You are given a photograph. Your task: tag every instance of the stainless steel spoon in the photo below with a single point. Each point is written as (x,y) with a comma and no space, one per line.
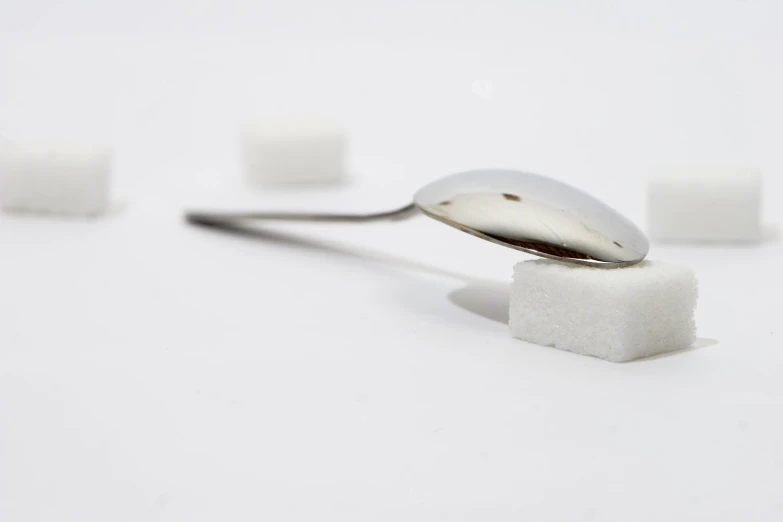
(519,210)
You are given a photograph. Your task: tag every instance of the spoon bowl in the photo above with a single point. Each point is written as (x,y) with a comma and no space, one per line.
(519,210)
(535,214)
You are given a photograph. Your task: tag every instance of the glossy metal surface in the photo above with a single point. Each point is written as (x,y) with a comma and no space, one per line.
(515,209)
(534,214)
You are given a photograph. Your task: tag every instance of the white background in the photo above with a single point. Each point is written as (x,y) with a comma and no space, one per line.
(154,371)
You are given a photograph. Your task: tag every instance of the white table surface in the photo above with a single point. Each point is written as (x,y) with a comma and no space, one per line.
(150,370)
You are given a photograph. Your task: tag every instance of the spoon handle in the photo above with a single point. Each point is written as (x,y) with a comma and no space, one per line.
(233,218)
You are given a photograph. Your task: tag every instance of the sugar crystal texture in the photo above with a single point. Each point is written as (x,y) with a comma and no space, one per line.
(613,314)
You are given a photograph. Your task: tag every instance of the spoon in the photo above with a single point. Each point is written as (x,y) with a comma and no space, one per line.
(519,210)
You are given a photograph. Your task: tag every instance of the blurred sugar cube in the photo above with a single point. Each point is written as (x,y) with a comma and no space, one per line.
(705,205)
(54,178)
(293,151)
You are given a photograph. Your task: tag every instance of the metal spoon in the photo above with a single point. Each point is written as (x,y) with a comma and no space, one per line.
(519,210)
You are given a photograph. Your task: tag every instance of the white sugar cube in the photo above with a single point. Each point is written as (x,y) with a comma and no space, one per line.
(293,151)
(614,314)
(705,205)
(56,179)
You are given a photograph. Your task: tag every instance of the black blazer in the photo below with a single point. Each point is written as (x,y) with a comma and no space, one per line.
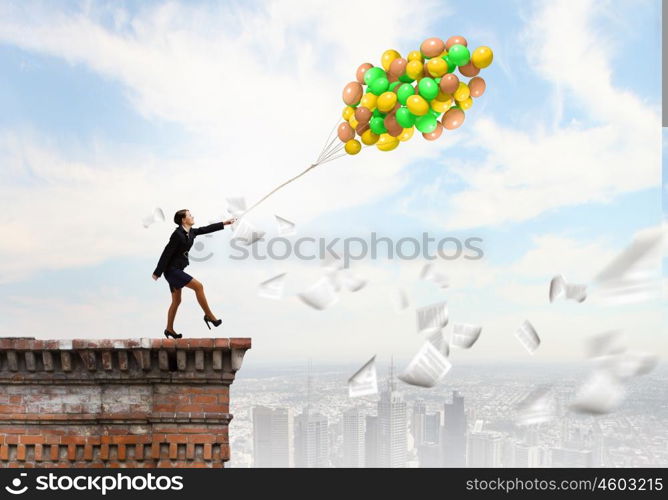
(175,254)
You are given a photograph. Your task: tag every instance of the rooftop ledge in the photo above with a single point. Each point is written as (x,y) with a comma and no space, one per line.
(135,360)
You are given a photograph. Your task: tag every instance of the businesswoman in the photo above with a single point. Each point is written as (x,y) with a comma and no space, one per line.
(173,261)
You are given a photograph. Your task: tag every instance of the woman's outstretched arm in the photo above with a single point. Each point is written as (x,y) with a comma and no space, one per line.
= = = =
# [YOUR ASSIGNMENT]
Return verbatim each line from the one that mentions "of the businesswoman" to the end of the entries, inclusive.

# [WRITTEN SOLUTION]
You are given a photograph. Your task: tag every instance of the businesswoman in the photo above with a single point. Each point is written as (x,y) with a comma and no space, one per line.
(173,261)
You are given a photograph. Your task: tag every instance of the woman's outstretched arm in the photo above with a single point. Each point is written as (x,y) with a comma and no space, one per line.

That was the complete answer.